===== TEXT PASSAGE

In many countries, in order to be considered a fully-trained professional, one must get a masters degree in librarianship/information management from an accredited university or polytechnic. This is training from one to two calendar years (including summers) in length after completion of a bachelor's degree. It also may be obtained by taking long-term "extension" courses at one's own pace while holding other jobs.

2. Bachelors degree or library technician training

For semi-professional and many technical positions in libraries, it is possible to study for a bachelors or library-technician degree in librarianship. These degrees are suitable for positions with partial professional duties, but will not usually qualify for higher salaries that are available with a masters degree.

3. Entry-level library posts, "apprenticing"

Libraries have many clerical positions from which it is possible to gain both experience and professional attitude. These positions are at the lower end of the library pay scale. It is unusual for someone in these positions to obtain fully professional positions. For those who wish simply to work in a library, however, they do offer office and clerical experience.

==========

• **THINGS TO DO**
(1) Answer from the library training text:
(a) How long is the masters training after a bachelor's degree?
(b) What kind of positions are bachelors or library-technician degrees suitable for?
(c) Where do entry-level clerical positions fall on the library pay scale?
(2) Rewrite the library training text starting at "2. Bachelors degree" and ending at "and clerical experience.", with "administrative" in place of "clerical".

===== SUPPLIED RECORDS

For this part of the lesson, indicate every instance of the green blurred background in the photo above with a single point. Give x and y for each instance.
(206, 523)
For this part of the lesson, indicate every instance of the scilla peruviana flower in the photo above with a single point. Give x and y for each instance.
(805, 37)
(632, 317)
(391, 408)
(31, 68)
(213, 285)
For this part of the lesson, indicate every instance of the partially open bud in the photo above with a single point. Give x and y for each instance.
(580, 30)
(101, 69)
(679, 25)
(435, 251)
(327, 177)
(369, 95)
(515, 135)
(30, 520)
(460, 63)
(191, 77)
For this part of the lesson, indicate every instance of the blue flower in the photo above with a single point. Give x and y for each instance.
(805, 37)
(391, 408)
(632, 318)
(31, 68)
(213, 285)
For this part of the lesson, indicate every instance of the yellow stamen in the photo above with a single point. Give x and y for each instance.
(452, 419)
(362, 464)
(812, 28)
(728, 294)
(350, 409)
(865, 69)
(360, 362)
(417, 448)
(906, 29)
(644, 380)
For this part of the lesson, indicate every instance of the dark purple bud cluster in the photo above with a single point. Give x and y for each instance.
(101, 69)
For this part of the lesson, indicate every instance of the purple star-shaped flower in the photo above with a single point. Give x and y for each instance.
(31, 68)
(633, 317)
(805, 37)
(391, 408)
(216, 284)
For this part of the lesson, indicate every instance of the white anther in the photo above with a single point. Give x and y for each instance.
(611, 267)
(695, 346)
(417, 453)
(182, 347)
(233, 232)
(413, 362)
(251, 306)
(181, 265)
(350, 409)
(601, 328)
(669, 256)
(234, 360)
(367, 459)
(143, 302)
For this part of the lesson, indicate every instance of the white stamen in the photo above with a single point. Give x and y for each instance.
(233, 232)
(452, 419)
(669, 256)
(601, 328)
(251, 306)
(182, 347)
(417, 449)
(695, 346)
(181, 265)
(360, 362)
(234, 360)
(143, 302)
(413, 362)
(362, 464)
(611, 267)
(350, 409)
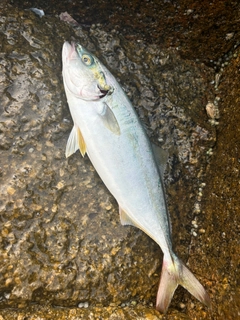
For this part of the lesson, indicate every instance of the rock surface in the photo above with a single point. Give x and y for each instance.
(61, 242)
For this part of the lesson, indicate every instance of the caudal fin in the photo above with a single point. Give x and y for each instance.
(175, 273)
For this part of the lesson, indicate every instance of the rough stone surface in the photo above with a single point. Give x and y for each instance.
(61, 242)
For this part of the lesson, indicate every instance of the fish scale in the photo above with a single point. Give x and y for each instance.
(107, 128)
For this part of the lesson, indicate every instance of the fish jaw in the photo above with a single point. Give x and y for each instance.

==========
===== SUPPLIED RECORDS

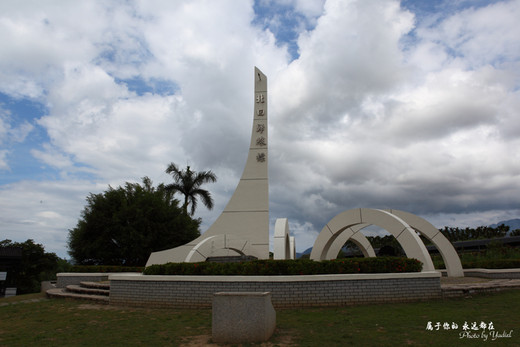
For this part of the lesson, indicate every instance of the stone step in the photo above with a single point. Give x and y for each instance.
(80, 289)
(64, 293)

==========
===== SUPPLIED RECORDS

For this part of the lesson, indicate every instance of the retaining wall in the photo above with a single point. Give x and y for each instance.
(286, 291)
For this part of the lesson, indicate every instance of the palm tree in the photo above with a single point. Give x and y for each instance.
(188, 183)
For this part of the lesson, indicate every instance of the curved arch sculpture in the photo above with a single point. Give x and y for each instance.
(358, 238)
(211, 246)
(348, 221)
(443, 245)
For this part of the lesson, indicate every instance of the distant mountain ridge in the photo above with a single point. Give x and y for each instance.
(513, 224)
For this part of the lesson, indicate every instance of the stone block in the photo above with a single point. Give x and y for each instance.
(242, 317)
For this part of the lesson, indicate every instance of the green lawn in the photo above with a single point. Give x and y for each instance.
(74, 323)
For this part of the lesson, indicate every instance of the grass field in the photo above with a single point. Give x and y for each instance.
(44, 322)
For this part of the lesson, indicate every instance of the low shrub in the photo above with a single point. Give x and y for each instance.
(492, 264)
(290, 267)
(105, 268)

==========

• **PER-TASK OUTPUTS**
(1)
(a) One to two calendar years, including summers.
(b) Positions with partial professional duties.
(c) At the lower end.

(2)
2. Bachelors degree or library technician training

For semi-professional and many technical positions in libraries, it is possible to study for a bachelors or library-technician degree in librarianship. These degrees are suitable for positions with partial professional duties, but will not usually qualify for higher salaries that are available with a masters degree.

3. Entry-level library posts, "apprenticing"

Libraries have many administrative positions from which it is possible to gain both experience and professional attitude. These positions are at the lower end of the library pay scale. It is unusual for someone in these positions to obtain fully professional positions. For those who wish simply to work in a library, however, they do offer office and administrative experience.